— START —
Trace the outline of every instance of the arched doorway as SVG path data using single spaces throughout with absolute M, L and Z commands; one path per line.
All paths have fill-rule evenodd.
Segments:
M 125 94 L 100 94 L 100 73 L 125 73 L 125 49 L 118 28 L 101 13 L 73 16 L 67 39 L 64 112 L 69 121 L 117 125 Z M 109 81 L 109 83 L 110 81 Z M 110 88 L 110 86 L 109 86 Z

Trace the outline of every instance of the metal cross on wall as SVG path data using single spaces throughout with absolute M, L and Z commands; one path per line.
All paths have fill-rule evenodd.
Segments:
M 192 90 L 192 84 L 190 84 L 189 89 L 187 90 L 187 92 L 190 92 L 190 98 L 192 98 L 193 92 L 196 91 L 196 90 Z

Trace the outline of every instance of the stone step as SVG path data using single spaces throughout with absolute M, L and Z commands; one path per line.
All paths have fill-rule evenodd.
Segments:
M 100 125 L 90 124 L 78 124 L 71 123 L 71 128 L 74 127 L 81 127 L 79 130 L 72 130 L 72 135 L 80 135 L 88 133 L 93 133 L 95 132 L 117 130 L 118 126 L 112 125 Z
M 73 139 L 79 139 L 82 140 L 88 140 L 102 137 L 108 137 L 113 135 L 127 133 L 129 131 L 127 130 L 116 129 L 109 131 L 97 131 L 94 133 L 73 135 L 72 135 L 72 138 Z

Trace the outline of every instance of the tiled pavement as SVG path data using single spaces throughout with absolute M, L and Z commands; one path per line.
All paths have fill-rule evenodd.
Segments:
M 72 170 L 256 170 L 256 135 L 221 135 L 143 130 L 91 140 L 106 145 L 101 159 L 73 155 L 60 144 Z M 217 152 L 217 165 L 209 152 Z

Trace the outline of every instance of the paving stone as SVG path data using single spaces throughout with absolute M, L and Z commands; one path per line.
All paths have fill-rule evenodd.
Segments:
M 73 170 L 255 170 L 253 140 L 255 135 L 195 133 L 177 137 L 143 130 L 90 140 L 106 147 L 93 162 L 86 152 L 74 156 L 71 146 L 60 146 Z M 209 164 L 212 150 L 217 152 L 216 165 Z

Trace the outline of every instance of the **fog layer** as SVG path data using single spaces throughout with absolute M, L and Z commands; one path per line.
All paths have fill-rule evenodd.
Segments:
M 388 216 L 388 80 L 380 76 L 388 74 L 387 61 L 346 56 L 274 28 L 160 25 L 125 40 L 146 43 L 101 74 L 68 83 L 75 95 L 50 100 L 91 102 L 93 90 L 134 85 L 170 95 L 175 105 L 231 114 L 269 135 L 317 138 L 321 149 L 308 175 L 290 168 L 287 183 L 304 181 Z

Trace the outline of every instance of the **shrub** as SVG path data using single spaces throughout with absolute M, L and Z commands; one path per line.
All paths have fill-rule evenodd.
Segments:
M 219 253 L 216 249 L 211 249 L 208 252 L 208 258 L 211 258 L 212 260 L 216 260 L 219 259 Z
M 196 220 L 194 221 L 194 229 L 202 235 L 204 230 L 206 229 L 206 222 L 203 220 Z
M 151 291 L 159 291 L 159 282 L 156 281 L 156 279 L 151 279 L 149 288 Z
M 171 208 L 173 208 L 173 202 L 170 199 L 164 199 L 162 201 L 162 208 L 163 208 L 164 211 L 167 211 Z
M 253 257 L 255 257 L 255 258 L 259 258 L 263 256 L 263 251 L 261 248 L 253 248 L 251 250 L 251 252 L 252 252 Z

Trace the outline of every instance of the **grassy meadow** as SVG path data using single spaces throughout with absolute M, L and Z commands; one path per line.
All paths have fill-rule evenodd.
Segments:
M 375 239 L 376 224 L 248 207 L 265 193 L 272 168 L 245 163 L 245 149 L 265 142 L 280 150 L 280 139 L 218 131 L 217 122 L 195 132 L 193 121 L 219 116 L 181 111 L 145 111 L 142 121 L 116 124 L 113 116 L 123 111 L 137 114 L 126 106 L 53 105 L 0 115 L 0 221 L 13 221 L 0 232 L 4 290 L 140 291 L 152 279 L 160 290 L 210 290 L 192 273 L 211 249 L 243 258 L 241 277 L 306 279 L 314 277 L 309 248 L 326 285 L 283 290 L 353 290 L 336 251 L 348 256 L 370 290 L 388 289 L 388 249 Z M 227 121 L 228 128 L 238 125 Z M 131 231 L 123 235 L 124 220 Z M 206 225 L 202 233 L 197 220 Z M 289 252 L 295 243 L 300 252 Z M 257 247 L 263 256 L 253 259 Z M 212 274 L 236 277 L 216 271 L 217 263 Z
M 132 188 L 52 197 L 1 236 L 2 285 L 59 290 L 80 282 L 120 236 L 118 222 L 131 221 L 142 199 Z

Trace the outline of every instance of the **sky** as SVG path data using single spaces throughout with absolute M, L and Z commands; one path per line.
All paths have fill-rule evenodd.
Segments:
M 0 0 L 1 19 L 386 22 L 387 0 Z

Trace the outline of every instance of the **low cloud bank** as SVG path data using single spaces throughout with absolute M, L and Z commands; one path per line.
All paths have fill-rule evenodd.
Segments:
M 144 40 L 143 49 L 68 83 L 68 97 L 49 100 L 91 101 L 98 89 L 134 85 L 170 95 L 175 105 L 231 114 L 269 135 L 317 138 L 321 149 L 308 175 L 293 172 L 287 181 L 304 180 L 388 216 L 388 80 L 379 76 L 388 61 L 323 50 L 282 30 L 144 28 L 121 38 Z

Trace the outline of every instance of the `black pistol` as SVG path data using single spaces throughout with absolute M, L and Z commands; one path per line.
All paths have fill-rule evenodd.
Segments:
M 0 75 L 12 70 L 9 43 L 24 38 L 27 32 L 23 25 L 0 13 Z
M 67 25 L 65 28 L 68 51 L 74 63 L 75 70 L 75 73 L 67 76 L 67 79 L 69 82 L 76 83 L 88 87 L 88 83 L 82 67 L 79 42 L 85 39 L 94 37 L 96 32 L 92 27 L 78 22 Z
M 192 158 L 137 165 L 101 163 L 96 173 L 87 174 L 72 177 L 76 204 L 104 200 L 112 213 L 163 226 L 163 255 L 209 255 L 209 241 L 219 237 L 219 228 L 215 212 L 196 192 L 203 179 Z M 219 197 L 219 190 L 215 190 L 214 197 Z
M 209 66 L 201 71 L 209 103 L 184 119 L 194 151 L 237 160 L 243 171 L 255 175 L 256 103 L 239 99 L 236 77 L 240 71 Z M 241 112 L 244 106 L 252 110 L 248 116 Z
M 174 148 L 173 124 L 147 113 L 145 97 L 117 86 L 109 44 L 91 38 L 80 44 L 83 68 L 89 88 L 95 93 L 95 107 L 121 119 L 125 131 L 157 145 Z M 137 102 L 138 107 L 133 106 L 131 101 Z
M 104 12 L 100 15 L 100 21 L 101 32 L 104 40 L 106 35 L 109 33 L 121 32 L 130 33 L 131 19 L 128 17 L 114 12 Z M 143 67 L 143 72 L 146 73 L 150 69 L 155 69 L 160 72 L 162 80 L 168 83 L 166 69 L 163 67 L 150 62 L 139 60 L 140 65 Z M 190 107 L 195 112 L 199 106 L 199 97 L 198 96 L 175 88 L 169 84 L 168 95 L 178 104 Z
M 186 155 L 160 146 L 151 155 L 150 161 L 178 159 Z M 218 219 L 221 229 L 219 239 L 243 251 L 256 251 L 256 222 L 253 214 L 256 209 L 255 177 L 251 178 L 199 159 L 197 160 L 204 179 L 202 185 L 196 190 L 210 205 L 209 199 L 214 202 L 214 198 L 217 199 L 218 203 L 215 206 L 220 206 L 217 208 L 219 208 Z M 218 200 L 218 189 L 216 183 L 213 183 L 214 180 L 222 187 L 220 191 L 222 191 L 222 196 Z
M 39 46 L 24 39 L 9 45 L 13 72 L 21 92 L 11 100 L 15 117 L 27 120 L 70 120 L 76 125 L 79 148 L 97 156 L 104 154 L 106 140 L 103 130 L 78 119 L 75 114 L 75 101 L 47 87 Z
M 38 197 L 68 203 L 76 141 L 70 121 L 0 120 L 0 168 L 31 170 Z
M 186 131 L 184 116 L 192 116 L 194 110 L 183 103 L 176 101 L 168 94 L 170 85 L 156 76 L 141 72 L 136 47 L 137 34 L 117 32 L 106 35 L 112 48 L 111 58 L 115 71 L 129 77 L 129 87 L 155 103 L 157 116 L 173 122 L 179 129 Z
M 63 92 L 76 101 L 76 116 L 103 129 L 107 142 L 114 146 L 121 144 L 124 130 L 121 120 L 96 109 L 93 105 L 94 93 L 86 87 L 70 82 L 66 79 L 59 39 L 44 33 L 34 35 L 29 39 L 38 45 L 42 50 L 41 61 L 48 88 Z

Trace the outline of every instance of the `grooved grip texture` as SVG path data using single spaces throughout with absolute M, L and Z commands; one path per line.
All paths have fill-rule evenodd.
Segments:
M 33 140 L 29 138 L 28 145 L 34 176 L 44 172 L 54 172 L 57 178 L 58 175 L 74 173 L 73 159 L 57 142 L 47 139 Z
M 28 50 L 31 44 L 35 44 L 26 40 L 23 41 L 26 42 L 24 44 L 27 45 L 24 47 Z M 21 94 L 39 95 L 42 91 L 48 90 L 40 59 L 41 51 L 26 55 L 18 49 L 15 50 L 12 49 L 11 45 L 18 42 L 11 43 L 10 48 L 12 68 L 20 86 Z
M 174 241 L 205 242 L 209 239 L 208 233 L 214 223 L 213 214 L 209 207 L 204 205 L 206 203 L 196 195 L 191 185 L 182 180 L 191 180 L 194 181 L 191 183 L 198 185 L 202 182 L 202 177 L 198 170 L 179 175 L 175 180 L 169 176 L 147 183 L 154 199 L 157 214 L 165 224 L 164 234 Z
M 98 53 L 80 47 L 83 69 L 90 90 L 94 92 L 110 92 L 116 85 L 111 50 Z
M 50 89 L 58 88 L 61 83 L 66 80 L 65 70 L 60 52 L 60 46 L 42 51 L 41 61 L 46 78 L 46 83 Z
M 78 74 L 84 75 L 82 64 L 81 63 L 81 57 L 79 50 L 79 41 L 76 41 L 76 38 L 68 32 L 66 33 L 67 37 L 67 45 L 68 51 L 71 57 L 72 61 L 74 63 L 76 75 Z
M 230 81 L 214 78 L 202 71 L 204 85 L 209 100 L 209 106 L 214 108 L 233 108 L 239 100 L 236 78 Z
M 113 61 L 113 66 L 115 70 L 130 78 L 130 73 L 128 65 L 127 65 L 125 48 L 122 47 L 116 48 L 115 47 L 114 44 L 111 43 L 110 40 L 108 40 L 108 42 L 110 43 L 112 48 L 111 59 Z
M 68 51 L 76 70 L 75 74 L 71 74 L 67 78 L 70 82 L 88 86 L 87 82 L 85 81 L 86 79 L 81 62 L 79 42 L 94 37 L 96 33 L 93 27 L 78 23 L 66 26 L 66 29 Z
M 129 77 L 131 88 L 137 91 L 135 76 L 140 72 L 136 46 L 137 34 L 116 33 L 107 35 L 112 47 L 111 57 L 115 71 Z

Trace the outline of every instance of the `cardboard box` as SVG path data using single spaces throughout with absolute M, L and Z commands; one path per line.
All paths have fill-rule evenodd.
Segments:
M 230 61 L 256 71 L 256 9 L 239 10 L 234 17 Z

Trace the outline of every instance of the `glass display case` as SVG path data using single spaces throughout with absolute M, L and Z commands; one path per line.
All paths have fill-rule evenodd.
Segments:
— END —
> [Task details] Count the lines of the listing above that contain the string "stone", with case mattering, and give only that number.

> [Exercise result] 2